What you will do: Count the lines in the entries below that contain the string "path", treating uppercase and lowercase letters as different. Reply with the number only.

Given data:
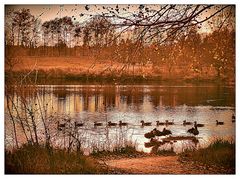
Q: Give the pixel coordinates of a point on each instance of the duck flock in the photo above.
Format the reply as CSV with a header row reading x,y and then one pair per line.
x,y
151,134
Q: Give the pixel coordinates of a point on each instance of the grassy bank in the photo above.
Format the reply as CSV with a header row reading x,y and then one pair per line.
x,y
219,153
60,77
32,159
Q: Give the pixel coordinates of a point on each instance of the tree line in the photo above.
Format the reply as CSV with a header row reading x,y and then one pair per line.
x,y
25,34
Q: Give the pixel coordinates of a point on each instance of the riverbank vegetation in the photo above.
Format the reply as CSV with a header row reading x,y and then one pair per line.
x,y
33,159
220,153
100,49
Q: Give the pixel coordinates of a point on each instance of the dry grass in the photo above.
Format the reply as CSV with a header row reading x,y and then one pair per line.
x,y
220,153
33,159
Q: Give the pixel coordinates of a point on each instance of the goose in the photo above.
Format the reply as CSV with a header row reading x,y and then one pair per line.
x,y
149,135
157,132
60,126
193,130
122,123
146,123
198,125
159,123
219,123
166,132
186,123
97,124
169,123
78,124
233,118
111,123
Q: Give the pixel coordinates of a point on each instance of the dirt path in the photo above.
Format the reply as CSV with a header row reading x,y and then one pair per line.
x,y
156,165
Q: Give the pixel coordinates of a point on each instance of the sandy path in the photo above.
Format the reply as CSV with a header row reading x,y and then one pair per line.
x,y
155,165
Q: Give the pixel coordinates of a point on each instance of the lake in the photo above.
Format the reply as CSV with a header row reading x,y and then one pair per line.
x,y
129,103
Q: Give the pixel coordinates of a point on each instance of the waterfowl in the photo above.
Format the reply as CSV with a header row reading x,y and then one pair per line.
x,y
186,123
60,126
149,135
219,123
122,123
146,123
78,124
159,123
111,123
233,118
169,123
157,132
166,132
97,124
198,125
193,130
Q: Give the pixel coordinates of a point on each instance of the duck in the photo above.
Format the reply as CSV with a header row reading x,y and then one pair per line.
x,y
122,123
187,123
149,135
219,123
97,124
157,132
169,123
78,124
160,123
198,125
166,132
233,118
146,123
111,123
60,126
193,130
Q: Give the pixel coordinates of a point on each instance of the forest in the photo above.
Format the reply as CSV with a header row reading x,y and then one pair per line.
x,y
130,46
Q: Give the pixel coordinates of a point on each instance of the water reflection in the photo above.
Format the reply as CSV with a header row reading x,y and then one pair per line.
x,y
133,103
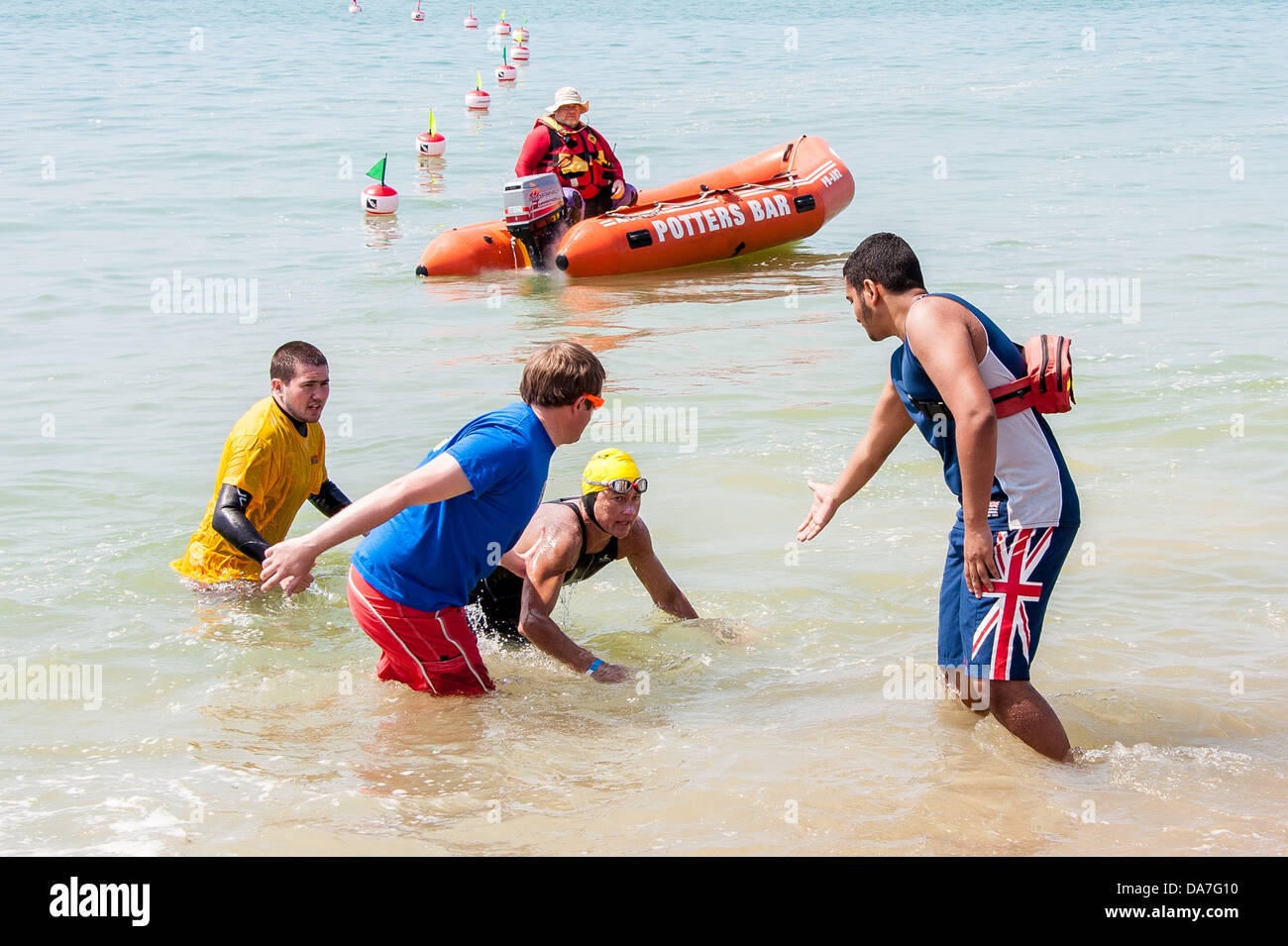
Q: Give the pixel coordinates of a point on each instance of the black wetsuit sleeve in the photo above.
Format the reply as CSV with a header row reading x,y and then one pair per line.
x,y
329,499
230,520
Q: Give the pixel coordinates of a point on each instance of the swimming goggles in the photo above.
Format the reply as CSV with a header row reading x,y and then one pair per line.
x,y
621,486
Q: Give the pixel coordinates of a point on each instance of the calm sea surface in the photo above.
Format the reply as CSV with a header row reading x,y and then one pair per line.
x,y
1020,150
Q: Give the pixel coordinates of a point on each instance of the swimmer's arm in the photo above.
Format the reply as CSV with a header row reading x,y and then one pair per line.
x,y
230,521
329,499
540,596
885,430
288,562
648,568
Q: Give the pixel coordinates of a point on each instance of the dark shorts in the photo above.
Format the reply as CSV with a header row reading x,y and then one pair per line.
x,y
996,636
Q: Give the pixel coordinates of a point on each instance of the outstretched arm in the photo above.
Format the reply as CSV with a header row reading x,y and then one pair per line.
x,y
648,568
885,430
287,563
546,568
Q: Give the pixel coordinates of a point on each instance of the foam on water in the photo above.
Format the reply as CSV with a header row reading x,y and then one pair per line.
x,y
1005,151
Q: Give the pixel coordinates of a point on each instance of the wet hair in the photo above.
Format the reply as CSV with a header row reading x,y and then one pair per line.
x,y
887,261
559,373
288,358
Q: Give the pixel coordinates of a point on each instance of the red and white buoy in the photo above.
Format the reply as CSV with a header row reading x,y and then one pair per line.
x,y
505,72
378,200
430,143
476,98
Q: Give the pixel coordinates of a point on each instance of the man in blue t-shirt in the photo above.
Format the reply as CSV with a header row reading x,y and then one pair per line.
x,y
436,532
1018,508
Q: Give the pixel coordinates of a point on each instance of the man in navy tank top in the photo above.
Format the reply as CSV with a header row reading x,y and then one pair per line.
x,y
1018,510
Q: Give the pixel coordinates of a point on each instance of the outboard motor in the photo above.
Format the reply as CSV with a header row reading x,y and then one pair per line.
x,y
537,214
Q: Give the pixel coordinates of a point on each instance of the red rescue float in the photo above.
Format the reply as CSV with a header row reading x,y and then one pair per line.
x,y
776,197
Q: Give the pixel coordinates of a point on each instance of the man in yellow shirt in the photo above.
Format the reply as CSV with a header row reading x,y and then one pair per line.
x,y
274,459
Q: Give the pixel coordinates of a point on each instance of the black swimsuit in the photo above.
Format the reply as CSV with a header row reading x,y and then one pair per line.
x,y
500,594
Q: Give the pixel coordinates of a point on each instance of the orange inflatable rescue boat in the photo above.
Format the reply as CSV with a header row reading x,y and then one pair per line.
x,y
774,197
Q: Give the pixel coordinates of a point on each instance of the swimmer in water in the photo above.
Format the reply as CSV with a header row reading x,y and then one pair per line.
x,y
570,541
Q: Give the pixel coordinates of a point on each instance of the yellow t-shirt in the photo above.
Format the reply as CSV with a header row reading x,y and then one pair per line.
x,y
265,456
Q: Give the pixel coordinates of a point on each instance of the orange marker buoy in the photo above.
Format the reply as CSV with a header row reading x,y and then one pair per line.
x,y
505,72
378,200
476,98
430,143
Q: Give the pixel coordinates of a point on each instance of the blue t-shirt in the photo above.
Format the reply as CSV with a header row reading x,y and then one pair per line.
x,y
430,556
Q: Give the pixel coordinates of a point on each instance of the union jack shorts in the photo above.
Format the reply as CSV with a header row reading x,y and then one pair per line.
x,y
996,636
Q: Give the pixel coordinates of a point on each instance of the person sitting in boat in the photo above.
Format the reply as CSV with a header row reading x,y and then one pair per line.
x,y
561,143
578,538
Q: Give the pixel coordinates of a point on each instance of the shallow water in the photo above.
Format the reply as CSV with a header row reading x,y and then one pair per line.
x,y
256,726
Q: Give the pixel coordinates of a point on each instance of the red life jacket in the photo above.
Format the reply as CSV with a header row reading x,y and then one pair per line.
x,y
576,156
1048,385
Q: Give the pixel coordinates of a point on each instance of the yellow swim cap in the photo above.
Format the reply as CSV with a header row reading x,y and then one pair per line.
x,y
606,467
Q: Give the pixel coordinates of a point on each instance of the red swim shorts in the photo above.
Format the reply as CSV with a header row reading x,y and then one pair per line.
x,y
433,652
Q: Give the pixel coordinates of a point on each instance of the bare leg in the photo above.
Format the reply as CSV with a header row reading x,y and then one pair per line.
x,y
1024,713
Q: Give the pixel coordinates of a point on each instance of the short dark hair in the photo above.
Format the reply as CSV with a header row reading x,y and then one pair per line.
x,y
559,373
288,358
887,261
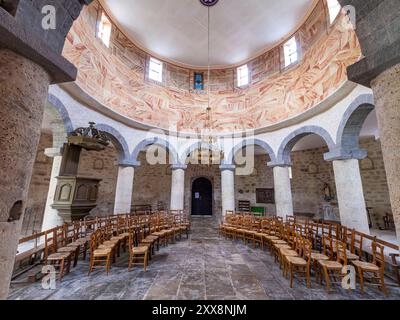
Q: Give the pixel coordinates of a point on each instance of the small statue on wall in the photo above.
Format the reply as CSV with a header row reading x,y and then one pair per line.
x,y
327,193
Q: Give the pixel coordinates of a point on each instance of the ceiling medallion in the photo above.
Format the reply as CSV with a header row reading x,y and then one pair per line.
x,y
209,3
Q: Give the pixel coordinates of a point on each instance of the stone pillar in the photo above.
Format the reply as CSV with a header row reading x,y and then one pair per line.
x,y
283,192
23,92
386,89
228,188
353,212
51,218
177,187
123,193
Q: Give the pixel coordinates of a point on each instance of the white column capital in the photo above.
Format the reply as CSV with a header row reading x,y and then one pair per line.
x,y
283,191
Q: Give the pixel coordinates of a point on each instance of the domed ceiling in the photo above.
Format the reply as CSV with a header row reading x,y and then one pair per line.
x,y
176,30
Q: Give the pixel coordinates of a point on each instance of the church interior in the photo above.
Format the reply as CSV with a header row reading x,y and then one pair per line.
x,y
199,150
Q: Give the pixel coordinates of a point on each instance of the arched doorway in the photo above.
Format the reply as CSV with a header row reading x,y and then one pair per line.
x,y
202,200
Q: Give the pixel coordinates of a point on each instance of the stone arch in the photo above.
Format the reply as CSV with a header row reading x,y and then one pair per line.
x,y
117,139
250,142
195,146
283,157
348,134
159,142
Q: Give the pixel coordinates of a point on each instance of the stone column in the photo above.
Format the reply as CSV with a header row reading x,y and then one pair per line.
x,y
124,188
353,212
283,192
51,218
178,187
23,93
386,89
228,188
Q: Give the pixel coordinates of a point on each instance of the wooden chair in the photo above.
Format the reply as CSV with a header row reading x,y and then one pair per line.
x,y
376,268
137,255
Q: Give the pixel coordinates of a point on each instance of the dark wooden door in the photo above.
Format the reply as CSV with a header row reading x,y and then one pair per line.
x,y
202,197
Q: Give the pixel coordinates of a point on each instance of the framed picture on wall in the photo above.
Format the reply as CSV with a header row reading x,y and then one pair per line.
x,y
265,195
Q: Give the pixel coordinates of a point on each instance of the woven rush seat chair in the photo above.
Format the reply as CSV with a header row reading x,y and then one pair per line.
x,y
376,268
100,255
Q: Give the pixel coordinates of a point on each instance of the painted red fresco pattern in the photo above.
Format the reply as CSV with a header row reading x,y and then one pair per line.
x,y
115,76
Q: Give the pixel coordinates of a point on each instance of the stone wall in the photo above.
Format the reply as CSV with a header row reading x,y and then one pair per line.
x,y
307,188
213,174
262,177
152,184
103,165
38,187
310,172
116,77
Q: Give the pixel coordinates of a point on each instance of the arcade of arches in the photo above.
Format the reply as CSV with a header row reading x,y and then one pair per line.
x,y
199,178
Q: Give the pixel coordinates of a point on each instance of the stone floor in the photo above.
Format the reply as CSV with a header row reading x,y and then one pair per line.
x,y
203,267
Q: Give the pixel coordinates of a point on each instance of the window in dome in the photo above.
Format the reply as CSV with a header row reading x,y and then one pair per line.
x,y
198,81
243,75
334,9
291,52
104,28
155,70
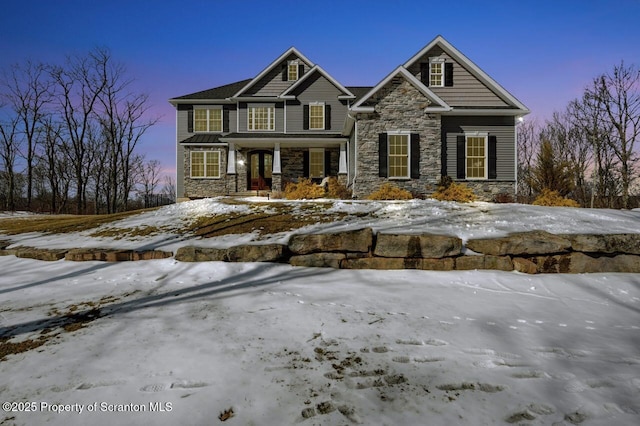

Result for this task: 2